Exercise prompt: Retype the items below word for word, starting with the first line and going on through the line that contains "M 352 231 L".

Rows from a dataset
+-------+

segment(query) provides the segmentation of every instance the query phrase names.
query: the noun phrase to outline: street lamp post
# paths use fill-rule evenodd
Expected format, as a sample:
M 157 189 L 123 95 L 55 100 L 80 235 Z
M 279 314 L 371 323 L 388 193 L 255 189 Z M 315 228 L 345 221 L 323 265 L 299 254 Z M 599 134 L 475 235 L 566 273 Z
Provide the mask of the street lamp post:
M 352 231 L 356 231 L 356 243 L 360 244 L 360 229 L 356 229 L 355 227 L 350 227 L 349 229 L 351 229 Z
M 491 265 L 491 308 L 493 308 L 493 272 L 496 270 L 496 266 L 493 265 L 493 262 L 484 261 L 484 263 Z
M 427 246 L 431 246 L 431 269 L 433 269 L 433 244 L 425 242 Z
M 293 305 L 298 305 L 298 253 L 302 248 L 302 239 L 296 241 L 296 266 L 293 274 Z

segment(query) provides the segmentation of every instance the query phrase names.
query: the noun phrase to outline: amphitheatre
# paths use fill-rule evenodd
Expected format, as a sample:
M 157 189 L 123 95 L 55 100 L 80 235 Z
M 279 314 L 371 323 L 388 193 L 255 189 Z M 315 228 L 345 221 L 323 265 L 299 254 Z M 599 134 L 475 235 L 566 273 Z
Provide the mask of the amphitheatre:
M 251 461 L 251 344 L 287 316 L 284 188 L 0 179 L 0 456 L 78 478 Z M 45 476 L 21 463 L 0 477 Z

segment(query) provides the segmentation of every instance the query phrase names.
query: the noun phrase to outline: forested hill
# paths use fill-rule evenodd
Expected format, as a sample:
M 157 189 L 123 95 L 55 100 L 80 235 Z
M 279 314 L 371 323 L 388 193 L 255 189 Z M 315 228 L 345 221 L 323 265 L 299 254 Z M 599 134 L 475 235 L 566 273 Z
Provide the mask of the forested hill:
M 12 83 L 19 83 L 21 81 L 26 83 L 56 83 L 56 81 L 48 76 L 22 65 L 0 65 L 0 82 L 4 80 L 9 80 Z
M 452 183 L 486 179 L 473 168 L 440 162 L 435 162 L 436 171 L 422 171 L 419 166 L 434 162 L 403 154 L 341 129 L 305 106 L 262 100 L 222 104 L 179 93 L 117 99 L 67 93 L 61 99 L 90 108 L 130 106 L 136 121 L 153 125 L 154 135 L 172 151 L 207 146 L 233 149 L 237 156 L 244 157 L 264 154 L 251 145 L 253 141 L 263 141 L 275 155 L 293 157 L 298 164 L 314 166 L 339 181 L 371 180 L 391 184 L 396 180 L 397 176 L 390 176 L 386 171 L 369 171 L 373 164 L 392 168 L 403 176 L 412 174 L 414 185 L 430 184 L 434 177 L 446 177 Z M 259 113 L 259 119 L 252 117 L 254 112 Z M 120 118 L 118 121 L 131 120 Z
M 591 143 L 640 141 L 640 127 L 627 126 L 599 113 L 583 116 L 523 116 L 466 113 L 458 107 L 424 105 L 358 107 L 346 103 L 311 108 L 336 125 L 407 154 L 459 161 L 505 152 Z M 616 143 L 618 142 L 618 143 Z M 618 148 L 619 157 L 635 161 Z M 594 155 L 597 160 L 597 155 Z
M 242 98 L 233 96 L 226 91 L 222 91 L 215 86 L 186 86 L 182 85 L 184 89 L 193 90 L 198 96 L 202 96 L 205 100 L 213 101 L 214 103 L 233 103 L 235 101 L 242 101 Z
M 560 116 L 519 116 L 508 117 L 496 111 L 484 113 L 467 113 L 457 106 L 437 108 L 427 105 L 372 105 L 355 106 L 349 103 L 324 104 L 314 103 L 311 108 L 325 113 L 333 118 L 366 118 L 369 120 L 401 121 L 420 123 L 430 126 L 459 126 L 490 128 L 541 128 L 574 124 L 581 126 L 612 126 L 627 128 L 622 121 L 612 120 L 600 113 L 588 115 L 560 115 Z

+-------+

Right answer:
segment(query) provides the segmentation of every instance the query phrase names.
query: the noun phrase to outline: street lamp post
# paths use fill-rule evenodd
Expected format, as a sample:
M 157 189 L 123 95 L 55 100 L 80 235 Z
M 279 314 L 371 323 L 388 193 L 255 189 Z M 315 228 L 345 221 L 323 265 L 299 254 Z M 599 134 L 475 235 L 566 273 Z
Provide the mask of the street lamp post:
M 352 231 L 356 231 L 356 243 L 360 244 L 360 229 L 356 229 L 355 227 L 350 227 L 349 229 L 351 229 Z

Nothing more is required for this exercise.